Durante el año electoral de 2014, el gobierno no dimensionó la magnitud de la crisis económica, ni su dimensión fiscal. La campaña de Dilma reiteró los ejes de la política económica seguida hasta entonces, acusando al programa de la oposición de impulsar una política de ajuste neoliberal que pondría en jaque los avances sociales de la década y media anterior.
El impeachment
La crisis del sistema político tuvo un punto de inflexión dramático cuando el impeachment contra la presidenta Rousseff fue aprobado por una mayoría superior a los dos tercios tanto en la Cámara de Diputados como en el Senado. Este proceso brasileño ha vuelto evidente el agotamiento del denominado presidencialismo de coalición sobre el cual se ha construido la gobernabilidad del país desde la aprobación de la Constitución de 1989. El último episodio de esta crisis no hace más que confirmar este pronóstico. Su resolución en el marco constitucional es altamente problemática. Profundiza la tendencia a que el Poder Judicial se convierta en el espacio privilegiado donde se dirimen los principales conflictos políticos que atraviesan la sociedad, al menos mientras no se construya un nuevo y amplio acuerdo institucional.

- Datos almacenados -

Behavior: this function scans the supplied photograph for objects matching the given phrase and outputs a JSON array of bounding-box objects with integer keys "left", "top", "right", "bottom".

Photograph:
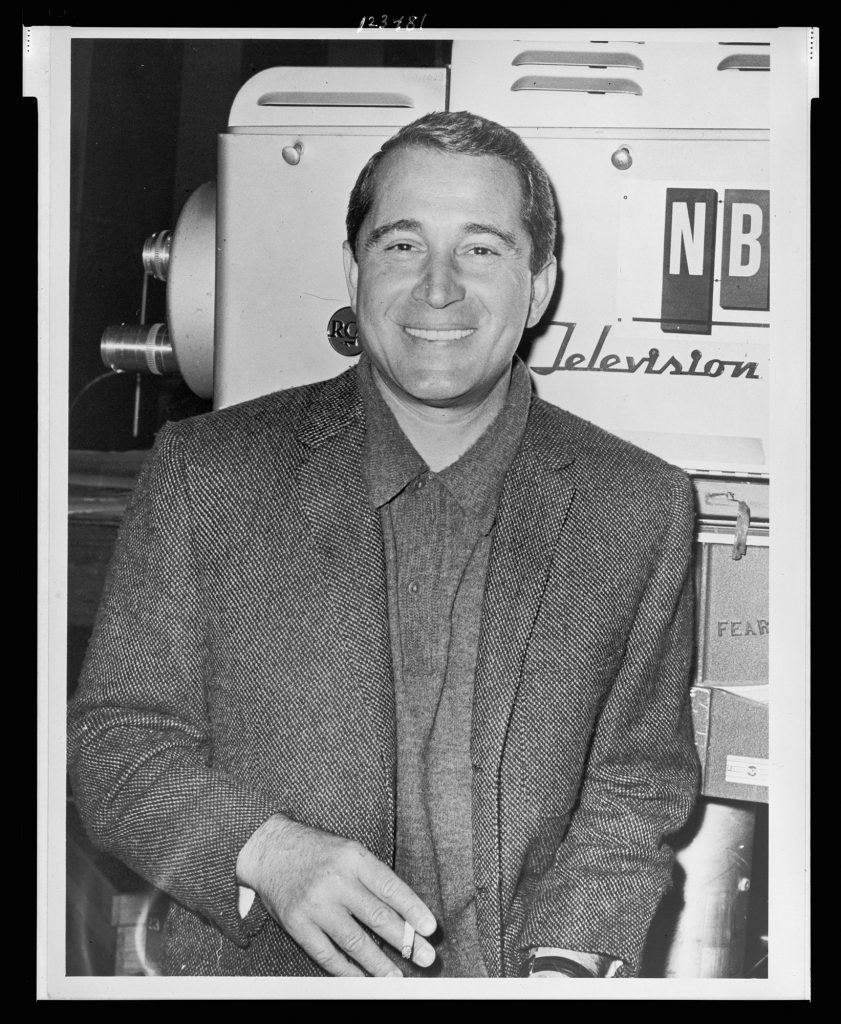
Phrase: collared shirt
[{"left": 359, "top": 356, "right": 532, "bottom": 978}]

- Tarea asignada 1 -
Responde estas preguntas sobre el extracto:
(a) ¿En qué año electoral el gobierno no dimensionó la magnitud de la crisis económica?
(b) ¿Por qué mayoría se aprobó el impeachment contra la presidenta Rousseff en ambas cámaras?
(c) ¿Qué poder tiende a convertirse en el espacio privilegiado donde se dirimen los principales conflictos políticos?
- Tarea asignada 2 -
Transcribe del extracto todo lo que va desde "Durante el año" hasta "y media anterior.".
Responde basándote únicamente en el extracto.

- Resultado del ejercicio 1 -
(a) En el año electoral de 2014.
(b) Por una mayoría superior a los dos tercios.
(c) El Poder Judicial.

- Resultado del ejercicio 2 -
Durante el año electoral de 2014, el gobierno no dimensionó la magnitud de la crisis económica, ni su dimensión fiscal. La campaña de Dilma reiteró los ejes de la política económica seguida hasta entonces, acusando al programa de la oposición de impulsar una política de ajuste neoliberal que pondría en jaque los avances sociales de la década y media anterior.